Nonpartisan primary result
| Party |  | Candidate | Votes | % |
|---|---|---|---|---|
|  | Nonpartisan | Jim Pillen | 18,095 | 45.78% |
|  | Nonpartisan | David Copple | 10,882 | 27.54% |
|  | Nonpartisan | Tony Raimondo, Jr. | 5,958 | 15.08% |
| Total votes |  |  | 39,935 | 100.00% |

====General election results====

Nonpartisan general results
| Party |  | Candidate | Votes | % |
|---|---|---|---|---|
|  | Nonpartisan | Jim Pillen | 50,339 | 64.19% |
|  | Nonpartisan | David Copple | 28,083 | 35.81% |
| Total votes |  |  | 78,422 | 100.00% |

===District 4===
Incumbent Regent Bob Whitehouse ran for re-election to a second term. He was challenged by Larry Bradley, an adjunct professor at the University of Nebraska Omaha and a member of the Papio-Missouri River Natural Resources District board. During the campaign, Bradley, a Democrat, attacked the Board of Regents for cutting back on football and wrestling programs at UNO, and filed a public records request for records related to the cancellations. The controversy over the stem cell research emerged during the campaign, with Whitehouse supported by the pro-research groups and Bradley by the pro-life groups. Whitehouse defeated Bradley with 54% of the vote in the primary and with 55% of the vote in the general election.

====Candidates====
- Bob Whitehouse, incumbent Board member
- Larry Bradley, member of the Papio-Missouri River Natural Resources District board, adjunct professor at the University of Nebraska Omaha

====Primary election results====

Nonpartisan primary result
| Party |  | Candidate | Votes | % |
|---|---|---|---|---|
|  | Nonpartisan | Bob Whitehouse (inc.) | 10,271 | 54.44% |
|  | Nonpartisan | Larry Bradley | 8,602 | 45.56% |
| Total votes |  |  | 18,873 | 100.00% |

====General election results====

Nonpartisan general results
| Party |  | Candidate | Votes | % |
|---|---|---|---|---|
|  | Nonpartisan | Bob Whitehouse (inc.) | 31,801 | 55.19% |
|  | Nonpartisan | Larry Bradley | 25,818 | 44.81% |
| Total votes |  |  | 57,619 | 100.00% |

===District 5===
Incumbent Regent Jim McClurg declined to seek re-election. State Senator Lavon Heidemann, insurance company owner Mike Jones, and former Regent Robert Prokop ran to succeed him. During the campaign, pro-life groups endorsed Heidemann and Prokop, while the pro-research group recommended Jones. In the primary election, Heidemann placed first with 46% of the vote and advanced to the general election with Jones, who won 33% of the vote. Heidemann ultimately defeated Jones by a narrow margin, winning 53% of the vote in the general election.

• [Extracted material]
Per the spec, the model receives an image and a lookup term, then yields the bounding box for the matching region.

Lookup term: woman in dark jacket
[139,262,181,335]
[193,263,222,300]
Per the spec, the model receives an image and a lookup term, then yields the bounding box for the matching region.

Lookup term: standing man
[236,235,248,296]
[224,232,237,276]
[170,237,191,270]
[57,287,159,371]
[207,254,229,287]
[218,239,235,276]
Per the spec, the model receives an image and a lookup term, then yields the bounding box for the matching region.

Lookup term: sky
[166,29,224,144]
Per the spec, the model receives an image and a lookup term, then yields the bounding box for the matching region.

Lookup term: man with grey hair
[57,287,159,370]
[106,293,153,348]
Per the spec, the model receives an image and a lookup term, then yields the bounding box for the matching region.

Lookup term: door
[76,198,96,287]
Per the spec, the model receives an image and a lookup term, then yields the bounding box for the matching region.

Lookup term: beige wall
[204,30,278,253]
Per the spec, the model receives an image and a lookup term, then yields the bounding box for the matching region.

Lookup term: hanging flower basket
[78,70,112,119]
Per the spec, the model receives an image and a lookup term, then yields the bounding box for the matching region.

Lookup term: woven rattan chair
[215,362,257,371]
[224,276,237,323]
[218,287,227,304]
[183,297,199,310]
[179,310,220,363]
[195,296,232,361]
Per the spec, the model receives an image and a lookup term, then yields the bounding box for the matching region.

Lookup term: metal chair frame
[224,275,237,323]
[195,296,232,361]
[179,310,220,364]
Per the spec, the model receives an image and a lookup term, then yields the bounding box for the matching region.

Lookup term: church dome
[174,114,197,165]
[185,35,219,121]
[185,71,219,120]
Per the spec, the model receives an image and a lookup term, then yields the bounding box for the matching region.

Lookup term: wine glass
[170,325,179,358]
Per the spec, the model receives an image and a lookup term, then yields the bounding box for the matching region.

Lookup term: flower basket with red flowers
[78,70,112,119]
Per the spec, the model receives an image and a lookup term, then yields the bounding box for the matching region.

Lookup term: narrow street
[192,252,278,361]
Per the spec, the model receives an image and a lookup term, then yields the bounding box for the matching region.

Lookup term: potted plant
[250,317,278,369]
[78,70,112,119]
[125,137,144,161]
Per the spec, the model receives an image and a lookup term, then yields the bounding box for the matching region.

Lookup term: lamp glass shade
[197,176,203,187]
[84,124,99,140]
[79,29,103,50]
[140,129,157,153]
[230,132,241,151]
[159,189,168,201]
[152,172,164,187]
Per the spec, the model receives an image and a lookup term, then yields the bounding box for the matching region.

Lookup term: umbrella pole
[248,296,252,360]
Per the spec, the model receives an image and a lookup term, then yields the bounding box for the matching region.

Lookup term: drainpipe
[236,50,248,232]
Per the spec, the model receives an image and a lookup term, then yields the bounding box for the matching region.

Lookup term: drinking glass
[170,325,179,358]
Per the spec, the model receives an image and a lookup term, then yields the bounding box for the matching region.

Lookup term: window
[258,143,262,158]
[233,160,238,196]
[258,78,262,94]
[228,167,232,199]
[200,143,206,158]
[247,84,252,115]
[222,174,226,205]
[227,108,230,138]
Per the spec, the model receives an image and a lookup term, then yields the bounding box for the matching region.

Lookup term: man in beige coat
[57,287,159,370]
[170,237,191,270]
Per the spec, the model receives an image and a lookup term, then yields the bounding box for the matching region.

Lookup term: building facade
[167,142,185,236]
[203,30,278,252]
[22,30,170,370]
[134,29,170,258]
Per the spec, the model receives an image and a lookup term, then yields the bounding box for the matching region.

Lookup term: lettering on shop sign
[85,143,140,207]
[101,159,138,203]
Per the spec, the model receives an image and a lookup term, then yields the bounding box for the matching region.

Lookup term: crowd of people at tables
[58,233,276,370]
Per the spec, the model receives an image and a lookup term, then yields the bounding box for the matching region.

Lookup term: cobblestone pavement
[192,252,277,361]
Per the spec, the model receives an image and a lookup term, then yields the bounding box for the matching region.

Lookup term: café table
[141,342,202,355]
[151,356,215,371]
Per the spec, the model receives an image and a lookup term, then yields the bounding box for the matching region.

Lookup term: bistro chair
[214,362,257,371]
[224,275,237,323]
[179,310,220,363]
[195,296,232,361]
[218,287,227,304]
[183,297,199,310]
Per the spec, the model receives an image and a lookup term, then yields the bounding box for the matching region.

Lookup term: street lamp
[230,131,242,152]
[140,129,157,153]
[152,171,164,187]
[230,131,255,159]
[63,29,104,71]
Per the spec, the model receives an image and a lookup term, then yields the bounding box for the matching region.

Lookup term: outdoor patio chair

• [Exercise brief]
In the election results, turn the paragraph that begins "Incumbent Regent Jim McClurg declined" into a short bulleted list that keeps its main facts.

• [Expected answer]
- Incumbent Regent Jim McClurg did not seek re-election.
- Candidates to succeed him: State Senator Lavon Heidemann, insurance company owner Mike Jones, and former Regent Robert Prokop.
- Pro-life groups endorsed Heidemann and Prokop; the pro-research group recommended Jones.
- Primary: Heidemann placed first with 46%, and Jones advanced with him after winning 33%.
- General election: Heidemann narrowly defeated Jones with 53% of the vote.